## TASK TO COMPLETE
Set out the rows from the line with "Subject = blurred green foliage" to the line with "xmin=276 ymin=140 xmax=1061 ymax=813", both included, as a JSON list of strings with one string per line and blank lines left out.

## RECORDS PROVIDED
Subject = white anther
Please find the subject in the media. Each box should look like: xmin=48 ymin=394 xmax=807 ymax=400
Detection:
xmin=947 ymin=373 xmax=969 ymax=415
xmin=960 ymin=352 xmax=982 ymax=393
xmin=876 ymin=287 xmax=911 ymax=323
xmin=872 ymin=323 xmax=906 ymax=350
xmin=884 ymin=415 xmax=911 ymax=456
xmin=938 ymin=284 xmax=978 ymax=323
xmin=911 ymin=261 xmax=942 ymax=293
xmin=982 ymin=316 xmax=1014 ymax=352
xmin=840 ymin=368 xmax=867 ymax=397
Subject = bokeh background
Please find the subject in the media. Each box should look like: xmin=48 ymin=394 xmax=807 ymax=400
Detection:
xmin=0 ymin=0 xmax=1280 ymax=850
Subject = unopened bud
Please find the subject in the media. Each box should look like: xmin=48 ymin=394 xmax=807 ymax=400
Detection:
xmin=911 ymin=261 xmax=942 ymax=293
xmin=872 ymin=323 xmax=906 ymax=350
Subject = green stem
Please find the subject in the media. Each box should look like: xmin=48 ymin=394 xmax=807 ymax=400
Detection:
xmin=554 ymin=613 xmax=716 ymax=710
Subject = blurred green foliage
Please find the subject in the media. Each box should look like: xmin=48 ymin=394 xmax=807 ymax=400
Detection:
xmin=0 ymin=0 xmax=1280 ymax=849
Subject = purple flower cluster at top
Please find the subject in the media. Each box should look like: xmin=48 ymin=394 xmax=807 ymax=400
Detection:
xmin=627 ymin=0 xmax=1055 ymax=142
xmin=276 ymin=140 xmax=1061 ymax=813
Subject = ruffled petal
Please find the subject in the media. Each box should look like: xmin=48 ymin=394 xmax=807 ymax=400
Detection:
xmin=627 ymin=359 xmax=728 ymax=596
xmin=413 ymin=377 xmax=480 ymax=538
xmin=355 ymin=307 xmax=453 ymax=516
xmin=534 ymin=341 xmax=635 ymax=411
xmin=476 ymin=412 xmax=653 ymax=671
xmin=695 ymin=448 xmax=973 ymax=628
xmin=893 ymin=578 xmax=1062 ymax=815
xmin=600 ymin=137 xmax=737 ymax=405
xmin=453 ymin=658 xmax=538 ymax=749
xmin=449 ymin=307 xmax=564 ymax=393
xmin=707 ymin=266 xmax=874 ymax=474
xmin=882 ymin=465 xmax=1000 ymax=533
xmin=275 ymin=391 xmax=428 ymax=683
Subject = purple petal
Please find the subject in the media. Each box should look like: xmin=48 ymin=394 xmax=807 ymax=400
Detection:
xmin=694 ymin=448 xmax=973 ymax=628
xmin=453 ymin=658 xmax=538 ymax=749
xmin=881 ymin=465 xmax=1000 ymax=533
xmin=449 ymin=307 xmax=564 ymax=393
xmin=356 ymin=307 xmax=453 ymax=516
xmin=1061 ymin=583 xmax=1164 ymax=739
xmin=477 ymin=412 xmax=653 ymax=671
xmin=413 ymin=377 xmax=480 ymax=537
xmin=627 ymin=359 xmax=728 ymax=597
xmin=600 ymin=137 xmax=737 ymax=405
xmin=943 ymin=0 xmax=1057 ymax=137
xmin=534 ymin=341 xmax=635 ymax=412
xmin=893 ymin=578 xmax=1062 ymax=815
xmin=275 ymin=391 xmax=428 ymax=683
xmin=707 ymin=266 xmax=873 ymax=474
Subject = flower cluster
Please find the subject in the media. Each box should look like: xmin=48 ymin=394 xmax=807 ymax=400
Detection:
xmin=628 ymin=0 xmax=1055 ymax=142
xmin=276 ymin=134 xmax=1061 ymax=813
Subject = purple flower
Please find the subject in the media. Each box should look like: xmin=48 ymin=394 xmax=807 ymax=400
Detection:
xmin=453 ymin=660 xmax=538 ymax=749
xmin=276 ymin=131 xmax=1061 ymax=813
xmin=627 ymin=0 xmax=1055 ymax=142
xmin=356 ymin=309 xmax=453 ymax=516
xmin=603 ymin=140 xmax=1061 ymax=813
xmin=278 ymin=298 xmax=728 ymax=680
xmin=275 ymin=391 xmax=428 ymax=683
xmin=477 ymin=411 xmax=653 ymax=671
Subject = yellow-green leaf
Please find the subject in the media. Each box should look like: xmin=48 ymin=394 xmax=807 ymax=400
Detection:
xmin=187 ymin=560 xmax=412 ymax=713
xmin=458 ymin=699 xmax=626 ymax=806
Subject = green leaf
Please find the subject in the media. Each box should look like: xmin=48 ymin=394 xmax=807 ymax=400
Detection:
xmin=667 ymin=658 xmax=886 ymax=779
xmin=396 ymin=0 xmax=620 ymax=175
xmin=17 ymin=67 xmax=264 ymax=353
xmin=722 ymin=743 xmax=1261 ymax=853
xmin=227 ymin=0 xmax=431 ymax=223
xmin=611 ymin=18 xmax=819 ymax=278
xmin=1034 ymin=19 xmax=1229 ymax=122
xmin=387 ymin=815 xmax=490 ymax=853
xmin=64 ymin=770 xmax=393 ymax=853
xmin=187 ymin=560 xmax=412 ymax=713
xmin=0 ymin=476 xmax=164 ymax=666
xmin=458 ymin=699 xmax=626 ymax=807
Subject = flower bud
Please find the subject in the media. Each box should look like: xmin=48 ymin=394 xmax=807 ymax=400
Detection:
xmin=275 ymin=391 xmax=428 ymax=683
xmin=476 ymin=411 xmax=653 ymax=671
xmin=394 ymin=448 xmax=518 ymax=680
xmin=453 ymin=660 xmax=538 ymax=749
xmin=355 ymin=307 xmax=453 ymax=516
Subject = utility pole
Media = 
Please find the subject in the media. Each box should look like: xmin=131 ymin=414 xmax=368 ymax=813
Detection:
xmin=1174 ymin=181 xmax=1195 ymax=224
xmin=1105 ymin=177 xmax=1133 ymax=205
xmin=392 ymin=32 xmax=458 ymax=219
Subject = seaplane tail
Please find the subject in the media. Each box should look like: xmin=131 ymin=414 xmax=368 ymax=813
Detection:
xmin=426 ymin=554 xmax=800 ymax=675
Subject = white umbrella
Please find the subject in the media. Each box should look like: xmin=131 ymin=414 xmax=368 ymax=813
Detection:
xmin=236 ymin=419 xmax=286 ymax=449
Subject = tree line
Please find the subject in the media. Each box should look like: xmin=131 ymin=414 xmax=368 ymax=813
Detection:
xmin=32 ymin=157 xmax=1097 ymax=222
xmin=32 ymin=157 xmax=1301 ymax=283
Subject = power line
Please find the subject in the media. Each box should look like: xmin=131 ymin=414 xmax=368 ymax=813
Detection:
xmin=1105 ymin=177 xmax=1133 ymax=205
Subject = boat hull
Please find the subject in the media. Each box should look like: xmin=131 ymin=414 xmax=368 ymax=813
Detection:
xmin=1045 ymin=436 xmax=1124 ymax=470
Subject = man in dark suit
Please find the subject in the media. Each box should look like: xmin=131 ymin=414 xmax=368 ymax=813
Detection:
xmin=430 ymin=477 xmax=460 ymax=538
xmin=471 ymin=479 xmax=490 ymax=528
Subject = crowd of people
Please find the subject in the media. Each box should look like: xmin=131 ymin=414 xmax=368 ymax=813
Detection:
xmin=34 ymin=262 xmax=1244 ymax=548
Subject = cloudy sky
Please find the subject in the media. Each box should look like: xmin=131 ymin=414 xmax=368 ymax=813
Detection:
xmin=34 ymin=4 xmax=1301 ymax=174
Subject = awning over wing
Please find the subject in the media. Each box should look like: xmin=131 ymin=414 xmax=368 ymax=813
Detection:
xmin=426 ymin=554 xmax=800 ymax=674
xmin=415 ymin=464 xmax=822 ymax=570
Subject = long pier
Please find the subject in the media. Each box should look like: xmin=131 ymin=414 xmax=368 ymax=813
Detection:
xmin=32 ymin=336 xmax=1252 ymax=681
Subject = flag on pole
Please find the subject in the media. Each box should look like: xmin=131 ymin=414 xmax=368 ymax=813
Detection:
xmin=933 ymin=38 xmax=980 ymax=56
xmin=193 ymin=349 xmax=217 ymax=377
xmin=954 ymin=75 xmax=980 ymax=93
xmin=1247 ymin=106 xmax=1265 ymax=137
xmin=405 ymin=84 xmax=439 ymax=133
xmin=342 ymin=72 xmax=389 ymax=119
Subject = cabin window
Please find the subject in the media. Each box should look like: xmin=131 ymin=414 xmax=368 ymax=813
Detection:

## REPLY TO THE EXERCISE
[
  "Subject = blurred green foliage",
  "Please find the subject in the media. Each box should look like: xmin=48 ymin=394 xmax=807 ymax=400",
  "Detection:",
  "xmin=0 ymin=0 xmax=1280 ymax=849",
  "Subject = purple flower cluster at top",
  "Please find the subject in the media. Each box should look like: xmin=48 ymin=394 xmax=807 ymax=400",
  "Detection:",
  "xmin=627 ymin=0 xmax=1055 ymax=142",
  "xmin=276 ymin=140 xmax=1061 ymax=813"
]